YOUR ASSIGNMENT
Include in the output the line containing "class is: number" and each subsequent line of the records, through the end, transcribed exactly. Add nothing else.

(DATA EXCERPTS)

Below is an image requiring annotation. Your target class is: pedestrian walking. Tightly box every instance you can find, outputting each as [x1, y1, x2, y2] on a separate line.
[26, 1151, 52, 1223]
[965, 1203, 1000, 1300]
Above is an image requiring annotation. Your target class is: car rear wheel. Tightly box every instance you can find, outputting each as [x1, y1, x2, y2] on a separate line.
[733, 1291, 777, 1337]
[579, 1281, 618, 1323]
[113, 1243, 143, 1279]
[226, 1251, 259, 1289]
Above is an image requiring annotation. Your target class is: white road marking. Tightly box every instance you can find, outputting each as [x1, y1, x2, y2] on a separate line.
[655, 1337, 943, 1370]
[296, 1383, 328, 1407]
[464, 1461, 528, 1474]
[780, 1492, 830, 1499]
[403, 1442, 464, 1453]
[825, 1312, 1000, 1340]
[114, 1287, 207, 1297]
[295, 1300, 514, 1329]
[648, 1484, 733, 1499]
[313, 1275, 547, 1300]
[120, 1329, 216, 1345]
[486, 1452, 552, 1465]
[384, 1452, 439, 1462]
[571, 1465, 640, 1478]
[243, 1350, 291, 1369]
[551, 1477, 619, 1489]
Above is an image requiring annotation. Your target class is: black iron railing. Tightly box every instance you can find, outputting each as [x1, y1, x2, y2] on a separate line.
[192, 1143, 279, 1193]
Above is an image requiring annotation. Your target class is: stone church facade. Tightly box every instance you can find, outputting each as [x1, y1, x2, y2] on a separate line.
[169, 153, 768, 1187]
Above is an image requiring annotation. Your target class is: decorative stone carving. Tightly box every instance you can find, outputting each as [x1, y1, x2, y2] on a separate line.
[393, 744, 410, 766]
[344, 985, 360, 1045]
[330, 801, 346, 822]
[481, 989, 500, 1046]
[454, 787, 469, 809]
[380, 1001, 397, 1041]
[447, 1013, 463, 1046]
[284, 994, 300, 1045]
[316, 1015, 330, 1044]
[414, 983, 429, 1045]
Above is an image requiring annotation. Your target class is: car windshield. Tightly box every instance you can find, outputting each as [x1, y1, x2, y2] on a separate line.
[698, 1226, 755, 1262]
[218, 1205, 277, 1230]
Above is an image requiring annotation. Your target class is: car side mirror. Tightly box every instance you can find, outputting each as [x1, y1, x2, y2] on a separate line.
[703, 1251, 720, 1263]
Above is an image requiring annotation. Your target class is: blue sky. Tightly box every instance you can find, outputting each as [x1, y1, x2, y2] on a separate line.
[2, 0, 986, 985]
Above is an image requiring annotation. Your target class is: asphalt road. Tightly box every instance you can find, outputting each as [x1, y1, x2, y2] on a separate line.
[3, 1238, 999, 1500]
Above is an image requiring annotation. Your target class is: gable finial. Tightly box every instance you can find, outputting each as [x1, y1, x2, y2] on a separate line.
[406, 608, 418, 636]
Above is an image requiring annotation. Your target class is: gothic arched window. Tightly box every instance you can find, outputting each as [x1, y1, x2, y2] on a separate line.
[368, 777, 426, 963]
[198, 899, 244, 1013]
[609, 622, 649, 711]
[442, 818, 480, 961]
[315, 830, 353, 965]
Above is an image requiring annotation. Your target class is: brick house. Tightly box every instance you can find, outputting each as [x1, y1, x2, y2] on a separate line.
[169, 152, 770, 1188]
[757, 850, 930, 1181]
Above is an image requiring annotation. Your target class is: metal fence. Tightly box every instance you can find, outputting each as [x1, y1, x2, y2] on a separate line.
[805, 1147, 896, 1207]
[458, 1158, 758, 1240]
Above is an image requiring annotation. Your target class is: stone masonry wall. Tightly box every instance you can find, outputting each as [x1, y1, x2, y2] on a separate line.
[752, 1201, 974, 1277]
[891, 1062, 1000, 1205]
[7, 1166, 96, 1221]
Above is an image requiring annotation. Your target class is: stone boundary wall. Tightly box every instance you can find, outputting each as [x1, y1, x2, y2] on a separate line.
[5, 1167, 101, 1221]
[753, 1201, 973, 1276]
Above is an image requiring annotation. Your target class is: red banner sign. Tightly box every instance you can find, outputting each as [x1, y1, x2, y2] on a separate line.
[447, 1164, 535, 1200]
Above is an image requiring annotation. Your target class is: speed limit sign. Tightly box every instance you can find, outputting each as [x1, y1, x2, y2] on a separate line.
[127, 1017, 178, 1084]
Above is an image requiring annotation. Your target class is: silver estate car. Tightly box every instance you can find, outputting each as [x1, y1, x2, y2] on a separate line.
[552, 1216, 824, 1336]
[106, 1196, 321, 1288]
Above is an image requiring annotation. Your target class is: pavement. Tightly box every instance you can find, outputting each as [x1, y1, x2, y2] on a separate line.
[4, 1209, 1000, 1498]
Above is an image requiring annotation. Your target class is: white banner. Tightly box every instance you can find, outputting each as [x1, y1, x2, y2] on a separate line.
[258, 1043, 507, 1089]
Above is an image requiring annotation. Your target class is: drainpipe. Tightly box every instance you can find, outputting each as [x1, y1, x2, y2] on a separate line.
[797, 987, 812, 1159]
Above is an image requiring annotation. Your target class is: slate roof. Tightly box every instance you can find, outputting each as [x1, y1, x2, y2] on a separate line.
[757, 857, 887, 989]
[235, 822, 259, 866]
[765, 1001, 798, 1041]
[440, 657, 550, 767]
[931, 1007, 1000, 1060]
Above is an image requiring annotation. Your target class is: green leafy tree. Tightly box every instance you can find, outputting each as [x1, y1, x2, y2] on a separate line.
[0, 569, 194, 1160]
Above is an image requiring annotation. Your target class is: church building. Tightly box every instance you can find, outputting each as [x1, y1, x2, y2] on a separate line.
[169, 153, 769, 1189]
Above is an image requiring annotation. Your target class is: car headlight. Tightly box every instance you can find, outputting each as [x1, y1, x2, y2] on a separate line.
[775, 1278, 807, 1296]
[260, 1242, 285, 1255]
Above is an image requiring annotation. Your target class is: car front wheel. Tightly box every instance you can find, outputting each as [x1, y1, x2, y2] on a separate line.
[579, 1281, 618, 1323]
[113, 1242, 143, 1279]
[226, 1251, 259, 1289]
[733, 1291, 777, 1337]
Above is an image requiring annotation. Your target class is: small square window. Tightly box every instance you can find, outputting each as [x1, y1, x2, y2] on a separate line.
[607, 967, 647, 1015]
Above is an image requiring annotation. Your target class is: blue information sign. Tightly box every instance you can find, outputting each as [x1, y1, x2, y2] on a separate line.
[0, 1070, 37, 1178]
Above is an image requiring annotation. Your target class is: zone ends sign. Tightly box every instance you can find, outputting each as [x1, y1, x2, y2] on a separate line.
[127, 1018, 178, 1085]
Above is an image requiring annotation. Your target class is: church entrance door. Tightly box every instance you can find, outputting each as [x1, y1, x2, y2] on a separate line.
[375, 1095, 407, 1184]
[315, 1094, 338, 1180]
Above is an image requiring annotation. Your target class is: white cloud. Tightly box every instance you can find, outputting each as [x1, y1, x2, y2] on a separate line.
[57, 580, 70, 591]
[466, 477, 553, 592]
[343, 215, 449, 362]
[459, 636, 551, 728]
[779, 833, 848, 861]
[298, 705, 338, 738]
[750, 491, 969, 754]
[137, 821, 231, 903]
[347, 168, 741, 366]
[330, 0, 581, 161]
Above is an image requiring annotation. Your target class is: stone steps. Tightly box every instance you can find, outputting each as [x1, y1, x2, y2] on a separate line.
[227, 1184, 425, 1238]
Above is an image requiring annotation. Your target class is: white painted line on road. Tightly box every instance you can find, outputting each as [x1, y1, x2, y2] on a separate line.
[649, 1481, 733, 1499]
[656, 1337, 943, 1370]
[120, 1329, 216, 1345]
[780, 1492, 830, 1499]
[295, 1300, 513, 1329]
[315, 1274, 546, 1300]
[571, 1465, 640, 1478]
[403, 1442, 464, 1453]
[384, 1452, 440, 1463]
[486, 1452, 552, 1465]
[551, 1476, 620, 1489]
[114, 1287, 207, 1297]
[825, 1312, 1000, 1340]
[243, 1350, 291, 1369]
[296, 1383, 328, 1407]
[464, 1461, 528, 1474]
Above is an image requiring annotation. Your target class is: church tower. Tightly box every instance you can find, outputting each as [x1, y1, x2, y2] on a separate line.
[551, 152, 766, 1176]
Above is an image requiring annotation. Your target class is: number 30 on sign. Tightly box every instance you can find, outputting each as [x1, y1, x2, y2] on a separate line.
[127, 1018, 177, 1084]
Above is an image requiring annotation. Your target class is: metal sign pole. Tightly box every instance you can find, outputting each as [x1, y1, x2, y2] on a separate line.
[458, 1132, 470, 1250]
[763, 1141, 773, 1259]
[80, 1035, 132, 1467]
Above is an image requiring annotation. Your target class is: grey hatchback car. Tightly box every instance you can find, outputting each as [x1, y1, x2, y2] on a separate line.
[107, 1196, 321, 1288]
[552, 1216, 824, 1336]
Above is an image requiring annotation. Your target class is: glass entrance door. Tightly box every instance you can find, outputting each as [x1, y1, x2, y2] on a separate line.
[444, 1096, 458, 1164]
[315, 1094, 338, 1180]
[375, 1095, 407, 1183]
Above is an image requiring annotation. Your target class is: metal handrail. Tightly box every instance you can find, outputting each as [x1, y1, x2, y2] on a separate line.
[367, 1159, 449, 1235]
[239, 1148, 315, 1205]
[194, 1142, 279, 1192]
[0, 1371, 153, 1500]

(End DATA EXCERPTS)

ANSWER FOR THE TASK
Above is an image requiring annotation. Your target class is: number 30 on sign. Tightly box every instance you can find, outputting each as [x1, y1, x2, y2] on a separate line.
[127, 1018, 177, 1084]
Above is an image requiring annotation. Your target class is: metal sign pole. Tightly box every instance you can find, outputting each as [x1, y1, x2, y2] on a separate line.
[458, 1132, 470, 1250]
[763, 1141, 773, 1259]
[80, 1035, 132, 1467]
Above is an image requiring annotation. Your target class is: grey hatchback car. Tightly box every instance you can find, outputting each as [x1, y1, x2, y2] on a separate line.
[107, 1196, 321, 1288]
[552, 1216, 824, 1336]
Above is an image requiring annotation. Your target class is: glass entrance door. Tightly box every instance you can find, outputting each as [x1, y1, x2, y2] on a separate line.
[444, 1096, 458, 1164]
[315, 1094, 338, 1180]
[375, 1095, 407, 1183]
Above is an image requiring annotation. Your target class is: metal handrail. Tightly box every instance you can find, outputting each as [x1, y1, x2, y2] on a separate line.
[367, 1159, 449, 1235]
[239, 1148, 315, 1205]
[194, 1142, 279, 1192]
[0, 1371, 153, 1500]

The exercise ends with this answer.